• [Your task] Render all the records below as a JSON list of strings, with one string for each line. Skip blank lines and leave the pictures out.

• [Supplied data]
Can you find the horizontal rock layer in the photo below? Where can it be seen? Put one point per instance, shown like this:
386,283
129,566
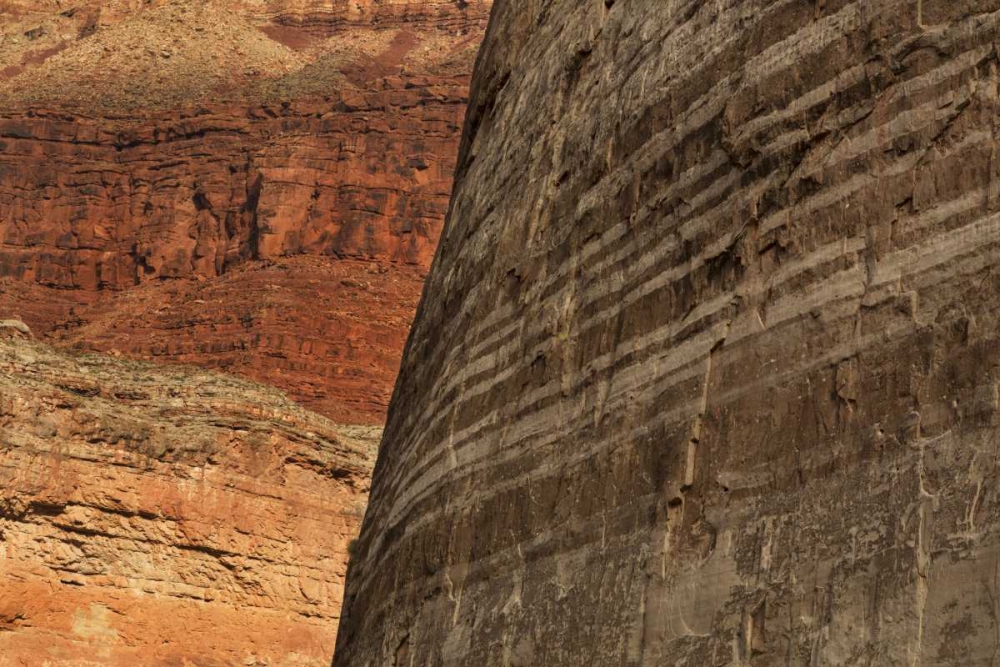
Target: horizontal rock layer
167,517
705,371
236,151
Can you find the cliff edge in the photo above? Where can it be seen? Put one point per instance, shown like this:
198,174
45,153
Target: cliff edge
705,369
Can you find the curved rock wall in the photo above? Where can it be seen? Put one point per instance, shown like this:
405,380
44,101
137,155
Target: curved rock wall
705,373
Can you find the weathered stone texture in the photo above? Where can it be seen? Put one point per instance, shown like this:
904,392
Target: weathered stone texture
195,142
167,517
705,373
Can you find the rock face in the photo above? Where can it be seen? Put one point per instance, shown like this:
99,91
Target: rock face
167,517
145,142
706,371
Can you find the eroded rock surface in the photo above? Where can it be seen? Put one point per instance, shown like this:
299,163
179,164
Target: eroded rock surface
706,372
182,141
154,516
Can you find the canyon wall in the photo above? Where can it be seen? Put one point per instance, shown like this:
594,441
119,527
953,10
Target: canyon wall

• [The answer]
[
  "Can you find the horizontal rock layer in the photo below? Where can it be seen? Put one point per instance, shown like this:",
  "386,283",
  "129,566",
  "Target: horizontal rock layer",
  "167,517",
  "705,371",
  "236,151",
  "Can you find the cliff edge in the photo above? Where can it be seen? Put one point per instance, shown like this:",
  "198,174",
  "45,153",
  "Target: cliff edge",
  "705,369",
  "Can you find the curved rock wall in the photo above? Where can it be seen? Put one point per instance, shown like this:",
  "405,380",
  "44,101",
  "137,155",
  "Target: curved rock wall",
  "705,373",
  "Can you find the weathered stone texture in the photo above? Where can it be seen? Put one point per instance, shown like this:",
  "904,392",
  "Target: weathered stone texture",
  "195,142",
  "167,517",
  "705,373",
  "Can you find the rock face in the photo above? Where can it be seen? Put one point per instance, shown like this:",
  "99,91",
  "Target: rock face",
  "167,517",
  "145,142",
  "706,371",
  "Can you find the eroded rock surface in the photo above? Where can it be seen? Put one point per instance, shown like this:",
  "299,163",
  "179,164",
  "Target: eroded rock surface",
  "706,372",
  "182,141",
  "154,516",
  "Can you find the canyon wall in the photo above? Where can it be seen? Put one point per instance, shown like this:",
  "594,441",
  "119,527",
  "953,10",
  "Target: canyon wall"
]